## Task
Rewrite everything from the start of the rows down to the line containing "(201, 1213)", replacing "parked car" with "parked vehicle" and keeping all else unchanged.

#### Provided information

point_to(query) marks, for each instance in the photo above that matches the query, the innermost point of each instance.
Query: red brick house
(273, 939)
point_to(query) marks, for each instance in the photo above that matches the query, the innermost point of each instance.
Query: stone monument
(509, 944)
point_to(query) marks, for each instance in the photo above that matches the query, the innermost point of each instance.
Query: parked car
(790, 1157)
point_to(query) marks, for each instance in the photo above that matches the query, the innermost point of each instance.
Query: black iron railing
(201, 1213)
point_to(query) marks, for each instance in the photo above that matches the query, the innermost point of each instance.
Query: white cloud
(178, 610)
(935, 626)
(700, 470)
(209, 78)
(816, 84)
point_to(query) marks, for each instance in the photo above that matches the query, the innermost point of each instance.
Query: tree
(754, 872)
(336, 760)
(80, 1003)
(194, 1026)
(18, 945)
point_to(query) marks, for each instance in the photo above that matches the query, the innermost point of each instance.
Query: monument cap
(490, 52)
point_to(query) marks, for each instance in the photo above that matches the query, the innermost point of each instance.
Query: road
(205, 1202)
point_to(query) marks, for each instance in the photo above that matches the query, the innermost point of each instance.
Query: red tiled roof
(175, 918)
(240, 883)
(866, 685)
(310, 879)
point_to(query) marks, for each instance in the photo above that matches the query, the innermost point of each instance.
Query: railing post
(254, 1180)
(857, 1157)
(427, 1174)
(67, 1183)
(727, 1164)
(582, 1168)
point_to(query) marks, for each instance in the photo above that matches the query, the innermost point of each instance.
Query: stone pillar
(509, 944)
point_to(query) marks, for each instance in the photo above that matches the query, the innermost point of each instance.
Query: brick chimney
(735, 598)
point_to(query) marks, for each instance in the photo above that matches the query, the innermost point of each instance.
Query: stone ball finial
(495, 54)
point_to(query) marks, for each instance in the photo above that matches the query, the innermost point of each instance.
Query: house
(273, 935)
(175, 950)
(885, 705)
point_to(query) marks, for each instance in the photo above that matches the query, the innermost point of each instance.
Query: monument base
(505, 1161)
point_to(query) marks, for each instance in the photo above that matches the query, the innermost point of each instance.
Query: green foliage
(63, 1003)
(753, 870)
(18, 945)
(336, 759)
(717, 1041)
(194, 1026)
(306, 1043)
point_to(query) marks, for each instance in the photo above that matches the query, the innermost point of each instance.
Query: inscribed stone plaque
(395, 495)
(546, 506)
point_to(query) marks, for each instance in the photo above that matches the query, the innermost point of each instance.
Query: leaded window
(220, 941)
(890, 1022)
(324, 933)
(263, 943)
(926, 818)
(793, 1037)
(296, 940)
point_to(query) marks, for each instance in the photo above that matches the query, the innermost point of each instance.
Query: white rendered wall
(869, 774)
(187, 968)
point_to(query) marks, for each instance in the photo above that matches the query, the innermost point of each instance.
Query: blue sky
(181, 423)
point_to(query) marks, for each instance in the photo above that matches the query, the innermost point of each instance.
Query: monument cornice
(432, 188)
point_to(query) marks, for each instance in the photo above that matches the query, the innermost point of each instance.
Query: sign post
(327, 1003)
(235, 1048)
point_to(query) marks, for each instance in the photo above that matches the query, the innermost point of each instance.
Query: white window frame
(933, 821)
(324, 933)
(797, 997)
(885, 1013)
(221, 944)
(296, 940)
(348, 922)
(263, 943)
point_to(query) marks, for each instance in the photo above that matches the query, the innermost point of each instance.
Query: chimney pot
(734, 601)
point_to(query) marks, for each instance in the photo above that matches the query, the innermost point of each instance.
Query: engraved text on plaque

########

## Answer to the problem
point_to(query) marks, for each instance in the photo above that matches the query, the innermost point of each instance.
Query: red brick house
(273, 939)
point_to(query) marks, for each instance in the photo above that matches the query, the innermost point of each instance.
Query: stone monument
(509, 944)
point_to(query) marks, for each instance in the photo above that matches the query, the innermost point of each instance.
Query: parked vehicle
(790, 1157)
point_to(query) marks, for each instance in the photo above that matches the query, the innermost point of each instance.
Query: black iron railing
(201, 1213)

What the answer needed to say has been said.